■ **PROBLEMS TO SOLVE**
1. Could you copy, word for word, the abstract on childhood sleep-related breathing disorders from "Subjects were children" up to and including "in desired scales."?
2. Can you pick up the abstract on childhood sleep-related breathing disorders after its last sentence and carry it on?

(EXERCISE TEXT begins)

To develop and validate questionnaire scales that can be used in research to investigate the presence of childhood SRBDs and prominent symptom complexes, including snoring, daytime sleepiness, and related behavioral disturbances.

BACKGROUND:

Obstructive sleep-related breathing disorders (SRBDs) are common but usually undiagnosed among children. Methods to help identify SRBDs without the expense of polysomnography could greatly facilitate clinical and epidemiological research.

METHODS:

Subjects were children aged 2-18 years who had polysomnographically-confirmed SRBDs (n=54) or appointments at either of two general pediatrics clinics (n=108). Parents completed a Pediatric Sleep Questionnaire which contained items under consideration for inclusion in desired scales.

(EXERCISE TEXT ends)
(EXCERPTED DATA begins)

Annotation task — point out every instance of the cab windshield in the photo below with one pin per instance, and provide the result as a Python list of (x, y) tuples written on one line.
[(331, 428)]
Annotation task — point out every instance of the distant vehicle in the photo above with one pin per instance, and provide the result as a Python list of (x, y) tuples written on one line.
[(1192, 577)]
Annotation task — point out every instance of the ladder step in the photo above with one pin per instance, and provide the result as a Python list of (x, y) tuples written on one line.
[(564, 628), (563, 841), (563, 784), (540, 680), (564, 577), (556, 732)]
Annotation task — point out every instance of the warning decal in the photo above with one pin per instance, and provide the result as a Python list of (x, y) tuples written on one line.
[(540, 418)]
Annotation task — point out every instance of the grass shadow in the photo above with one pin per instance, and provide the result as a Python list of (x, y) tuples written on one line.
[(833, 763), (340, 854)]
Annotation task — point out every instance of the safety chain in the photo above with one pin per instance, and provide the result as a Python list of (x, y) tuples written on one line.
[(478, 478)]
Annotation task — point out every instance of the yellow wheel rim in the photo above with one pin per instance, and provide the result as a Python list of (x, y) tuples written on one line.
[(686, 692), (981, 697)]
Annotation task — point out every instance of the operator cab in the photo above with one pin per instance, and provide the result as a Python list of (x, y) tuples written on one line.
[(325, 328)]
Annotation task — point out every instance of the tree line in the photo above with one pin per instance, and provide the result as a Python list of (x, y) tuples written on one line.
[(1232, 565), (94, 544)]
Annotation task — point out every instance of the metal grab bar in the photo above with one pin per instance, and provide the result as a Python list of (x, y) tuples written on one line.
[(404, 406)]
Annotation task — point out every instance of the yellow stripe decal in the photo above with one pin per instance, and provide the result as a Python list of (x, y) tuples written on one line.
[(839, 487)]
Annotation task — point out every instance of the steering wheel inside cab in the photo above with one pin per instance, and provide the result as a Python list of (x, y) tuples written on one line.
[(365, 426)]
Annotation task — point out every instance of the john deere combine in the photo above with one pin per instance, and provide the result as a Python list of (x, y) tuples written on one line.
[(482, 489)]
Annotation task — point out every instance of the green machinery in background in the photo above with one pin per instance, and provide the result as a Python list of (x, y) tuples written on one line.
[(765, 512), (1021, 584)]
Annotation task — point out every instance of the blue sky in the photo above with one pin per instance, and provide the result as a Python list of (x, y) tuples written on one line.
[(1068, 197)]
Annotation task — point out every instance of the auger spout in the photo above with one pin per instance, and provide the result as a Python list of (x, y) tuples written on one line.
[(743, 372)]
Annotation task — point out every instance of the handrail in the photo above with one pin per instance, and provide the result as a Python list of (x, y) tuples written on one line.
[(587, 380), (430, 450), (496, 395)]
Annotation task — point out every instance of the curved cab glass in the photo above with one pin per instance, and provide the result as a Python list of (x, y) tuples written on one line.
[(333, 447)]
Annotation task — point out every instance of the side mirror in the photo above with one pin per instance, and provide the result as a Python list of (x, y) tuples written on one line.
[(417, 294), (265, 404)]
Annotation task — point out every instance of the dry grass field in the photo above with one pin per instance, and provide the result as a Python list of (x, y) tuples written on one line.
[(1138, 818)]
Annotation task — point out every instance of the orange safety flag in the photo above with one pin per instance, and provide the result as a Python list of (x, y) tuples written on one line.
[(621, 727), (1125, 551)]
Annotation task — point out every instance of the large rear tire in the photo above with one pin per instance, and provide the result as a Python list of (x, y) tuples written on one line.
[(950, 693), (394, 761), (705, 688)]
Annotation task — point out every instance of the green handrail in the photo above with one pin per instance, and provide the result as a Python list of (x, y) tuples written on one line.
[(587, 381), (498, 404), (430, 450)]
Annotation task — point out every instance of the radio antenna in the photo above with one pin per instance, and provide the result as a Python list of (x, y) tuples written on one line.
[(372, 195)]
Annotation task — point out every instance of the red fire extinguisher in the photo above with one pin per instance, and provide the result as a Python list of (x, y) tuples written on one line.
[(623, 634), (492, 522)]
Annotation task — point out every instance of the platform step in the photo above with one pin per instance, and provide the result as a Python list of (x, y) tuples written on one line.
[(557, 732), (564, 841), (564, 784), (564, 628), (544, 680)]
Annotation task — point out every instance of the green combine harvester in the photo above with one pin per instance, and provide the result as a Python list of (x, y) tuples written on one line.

(EXCERPTED DATA ends)

■ **RESPONSES BY ITEM NUMBER**
1.
Subjects were children aged 2-18 years who had polysomnographically-confirmed SRBDs (n=54) or appointments at either of two general pediatrics clinics (n=108). Parents completed a Pediatric Sleep Questionnaire which contained items under consideration for inclusion in desired scales.

2.
RESULTS:

Item reduction, based on data from a randomly selected 50% of the subjects (group A), produced a 22-item SRBD score that was strongly associated with diagnosis of an SRBD (P<0.0001) in a logistic regression model that accounted for age and gender. Diagnosis was also strongly associated with subscores for snoring (four items, P<0.0001), sleepiness (four items, P=0.0003), and behavior (six items, P<0.0001) among group A subjects. The scales performed similarly well among group B subjects, and among subjects of different ages and gender. In group A and B subjects, respectively, a selected criterion SRBD score produced a sensitivity of 0.85 and 0.81; a specificity of 0.87 and 0.87; and a correct classification for 86 and 85% of subjects. The scales showed good internal consistency and, in a separate sample (n=21), good test-retest stability.

CONCLUSIONS:

These scales for childhood SRBDs, snoring, sleepiness, and behavior are valid and reliable instruments that can be used to identify SRBDs or associated symptom-constructs in clinical research when polysomnography is not feasible.